**PROBLEM TO WORK ON:**
Each record must appear in the answer exactly as given.

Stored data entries
____________

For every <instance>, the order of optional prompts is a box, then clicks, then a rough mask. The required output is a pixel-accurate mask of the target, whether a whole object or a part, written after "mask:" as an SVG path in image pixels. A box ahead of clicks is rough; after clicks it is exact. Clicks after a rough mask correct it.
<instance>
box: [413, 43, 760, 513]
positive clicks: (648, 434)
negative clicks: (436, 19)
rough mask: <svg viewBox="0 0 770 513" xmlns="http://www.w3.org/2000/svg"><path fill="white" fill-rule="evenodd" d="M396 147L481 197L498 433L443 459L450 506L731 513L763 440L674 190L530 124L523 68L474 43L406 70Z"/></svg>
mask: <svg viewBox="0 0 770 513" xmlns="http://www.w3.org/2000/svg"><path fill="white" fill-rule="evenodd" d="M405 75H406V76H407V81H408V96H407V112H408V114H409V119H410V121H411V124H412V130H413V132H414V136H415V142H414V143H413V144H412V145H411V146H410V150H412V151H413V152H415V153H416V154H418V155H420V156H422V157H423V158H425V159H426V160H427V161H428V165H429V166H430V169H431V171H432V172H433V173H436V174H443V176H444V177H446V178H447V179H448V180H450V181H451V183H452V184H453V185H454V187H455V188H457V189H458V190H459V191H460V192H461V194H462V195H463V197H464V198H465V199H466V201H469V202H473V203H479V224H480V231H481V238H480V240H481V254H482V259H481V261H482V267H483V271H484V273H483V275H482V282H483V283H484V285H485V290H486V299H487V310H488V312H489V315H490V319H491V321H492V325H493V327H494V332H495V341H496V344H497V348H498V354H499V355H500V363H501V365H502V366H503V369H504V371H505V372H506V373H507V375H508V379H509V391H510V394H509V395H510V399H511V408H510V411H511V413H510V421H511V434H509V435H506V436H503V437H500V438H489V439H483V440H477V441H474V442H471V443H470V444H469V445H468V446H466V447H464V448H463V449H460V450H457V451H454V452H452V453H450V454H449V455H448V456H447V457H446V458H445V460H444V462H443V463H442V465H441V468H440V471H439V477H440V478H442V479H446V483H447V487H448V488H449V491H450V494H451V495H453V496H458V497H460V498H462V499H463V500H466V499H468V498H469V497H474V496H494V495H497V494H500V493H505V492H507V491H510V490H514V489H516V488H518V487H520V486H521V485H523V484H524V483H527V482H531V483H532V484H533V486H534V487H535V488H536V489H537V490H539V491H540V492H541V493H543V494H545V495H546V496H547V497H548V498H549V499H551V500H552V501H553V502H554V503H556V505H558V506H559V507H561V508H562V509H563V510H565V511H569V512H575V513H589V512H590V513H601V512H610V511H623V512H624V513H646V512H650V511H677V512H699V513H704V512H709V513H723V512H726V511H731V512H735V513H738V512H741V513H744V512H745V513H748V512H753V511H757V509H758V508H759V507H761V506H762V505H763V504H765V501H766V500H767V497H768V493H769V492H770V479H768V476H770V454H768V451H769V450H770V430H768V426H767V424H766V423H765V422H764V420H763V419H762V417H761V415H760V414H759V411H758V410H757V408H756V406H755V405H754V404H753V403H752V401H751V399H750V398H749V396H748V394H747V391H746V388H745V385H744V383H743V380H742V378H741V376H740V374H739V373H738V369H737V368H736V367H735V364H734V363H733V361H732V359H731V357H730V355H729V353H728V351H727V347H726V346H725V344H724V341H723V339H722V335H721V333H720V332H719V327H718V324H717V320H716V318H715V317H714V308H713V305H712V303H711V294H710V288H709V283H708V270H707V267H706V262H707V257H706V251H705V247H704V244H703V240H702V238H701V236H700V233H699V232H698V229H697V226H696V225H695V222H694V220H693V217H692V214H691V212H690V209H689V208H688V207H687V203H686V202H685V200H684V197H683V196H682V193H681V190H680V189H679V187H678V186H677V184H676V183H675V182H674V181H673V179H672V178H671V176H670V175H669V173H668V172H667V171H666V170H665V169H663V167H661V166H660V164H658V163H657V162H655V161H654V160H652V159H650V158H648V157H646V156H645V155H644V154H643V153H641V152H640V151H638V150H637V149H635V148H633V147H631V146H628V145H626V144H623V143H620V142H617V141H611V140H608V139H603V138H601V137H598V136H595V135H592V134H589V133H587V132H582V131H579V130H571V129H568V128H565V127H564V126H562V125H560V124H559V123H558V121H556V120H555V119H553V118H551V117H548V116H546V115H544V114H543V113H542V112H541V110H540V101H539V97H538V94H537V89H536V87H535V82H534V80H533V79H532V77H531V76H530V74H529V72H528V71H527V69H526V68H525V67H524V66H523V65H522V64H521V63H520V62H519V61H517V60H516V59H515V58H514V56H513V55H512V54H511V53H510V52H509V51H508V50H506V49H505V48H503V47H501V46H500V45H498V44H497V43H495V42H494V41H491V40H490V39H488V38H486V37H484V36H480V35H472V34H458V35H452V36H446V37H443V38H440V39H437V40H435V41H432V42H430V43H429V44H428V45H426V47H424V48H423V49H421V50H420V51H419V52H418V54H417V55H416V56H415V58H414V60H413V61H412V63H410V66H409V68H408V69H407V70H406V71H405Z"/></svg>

____________

**ANSWER TO THE EXERCISE:**
For every <instance>, the order of optional prompts is a box, then clicks, then a rough mask. The required output is a pixel-accurate mask of the target, whether a whole object or a part, written after "mask:" as an SVG path in image pixels. A box ahead of clicks is rough; after clicks it is exact. Clicks after a rough mask correct it.
<instance>
box: [413, 43, 760, 513]
positive clicks: (648, 434)
negative clicks: (436, 19)
rough mask: <svg viewBox="0 0 770 513" xmlns="http://www.w3.org/2000/svg"><path fill="white" fill-rule="evenodd" d="M396 147L481 197L498 433L443 459L450 506L731 513L763 440L674 190L530 124L523 68L474 43L406 70Z"/></svg>
mask: <svg viewBox="0 0 770 513" xmlns="http://www.w3.org/2000/svg"><path fill="white" fill-rule="evenodd" d="M405 75H406V76H407V81H408V96H407V112H408V114H409V119H410V121H411V124H412V130H413V132H414V136H415V142H414V143H413V144H412V145H411V146H410V150H412V151H413V152H415V153H416V154H418V155H420V156H422V157H423V158H425V159H426V160H427V161H428V165H429V166H430V169H431V171H432V172H433V173H436V174H443V176H444V177H446V178H447V179H448V180H450V181H451V183H452V184H453V185H454V187H455V188H457V189H458V190H459V191H460V192H461V194H462V195H463V197H464V198H465V199H466V201H469V202H473V203H479V224H480V231H481V238H480V240H481V254H482V259H481V261H482V267H483V271H484V273H483V275H482V282H483V283H484V285H485V290H486V299H487V310H488V312H489V315H490V319H491V321H492V325H493V327H494V332H495V341H496V344H497V348H498V354H499V355H500V363H501V365H502V366H503V369H504V371H505V372H506V373H507V375H508V379H509V391H510V394H509V395H510V399H511V408H510V411H511V413H510V421H511V434H509V435H506V436H503V437H500V438H489V439H483V440H477V441H474V442H471V443H470V444H469V445H468V446H466V447H464V448H463V449H460V450H457V451H454V452H452V453H450V454H449V455H448V456H447V457H446V458H445V460H444V462H443V463H442V465H441V468H440V471H439V477H440V478H442V479H446V483H447V487H448V488H449V491H450V494H451V495H453V496H458V497H460V498H462V499H463V500H466V499H468V498H469V497H474V496H494V495H497V494H500V493H505V492H507V491H510V490H514V489H516V488H518V487H520V486H521V485H523V484H524V483H527V482H531V483H532V484H533V486H534V487H535V488H536V489H537V490H539V491H540V492H541V493H543V494H545V495H546V496H547V497H548V498H549V499H551V500H552V501H553V502H554V503H556V505H558V506H559V507H561V508H562V509H563V510H565V511H569V512H575V513H589V512H590V513H601V512H610V511H623V512H624V513H646V512H650V511H677V512H699V513H704V512H709V513H723V512H726V511H731V512H735V513H738V512H741V513H744V512H745V513H748V512H753V511H757V509H758V508H759V507H761V506H762V505H763V504H765V501H766V500H767V497H768V493H769V492H770V479H768V476H770V454H768V451H769V450H770V430H768V426H767V424H766V423H765V422H764V420H763V419H762V417H761V415H760V414H759V411H758V410H757V408H756V406H755V405H754V404H753V403H752V401H751V399H750V398H749V396H748V394H747V391H746V388H745V385H744V383H743V380H742V378H741V376H740V374H739V373H738V369H737V368H736V367H735V364H734V363H733V361H732V359H731V357H730V355H729V353H728V351H727V347H726V346H725V344H724V341H723V339H722V335H721V333H720V332H719V327H718V324H717V320H716V318H715V317H714V308H713V305H712V303H711V294H710V288H709V283H708V270H707V267H706V262H707V257H706V251H705V247H704V244H703V240H702V238H701V236H700V233H699V232H698V229H697V226H696V225H695V222H694V220H693V217H692V214H691V212H690V209H689V208H688V207H687V203H686V202H685V200H684V197H683V196H682V193H681V190H680V189H679V187H678V186H677V184H676V183H675V182H674V181H673V179H672V178H671V176H670V175H669V173H668V172H667V171H666V170H665V169H663V167H661V166H660V164H658V163H657V162H655V161H654V160H652V159H650V158H648V157H646V156H645V155H644V154H643V153H641V152H640V151H638V150H637V149H635V148H633V147H631V146H628V145H626V144H623V143H620V142H617V141H611V140H608V139H603V138H601V137H598V136H595V135H592V134H589V133H587V132H582V131H579V130H571V129H568V128H565V127H564V126H562V125H560V124H559V123H558V121H556V120H555V119H553V118H551V117H548V116H546V115H544V114H543V113H542V112H541V110H540V101H539V97H538V94H537V89H536V87H535V82H534V80H533V79H532V77H531V76H530V74H529V72H528V71H527V69H526V68H525V67H524V66H523V65H522V64H521V63H520V62H519V61H517V60H516V59H515V58H514V56H513V55H512V54H511V53H510V52H509V51H508V50H506V49H505V48H503V47H501V46H500V45H498V44H497V43H495V42H494V41H491V40H490V39H488V38H486V37H484V36H480V35H472V34H458V35H452V36H446V37H443V38H440V39H437V40H435V41H432V42H430V43H429V44H428V45H426V47H424V48H423V49H421V50H420V51H419V52H418V54H417V55H416V56H415V58H414V60H413V61H412V63H410V66H409V68H408V69H407V70H406V71H405Z"/></svg>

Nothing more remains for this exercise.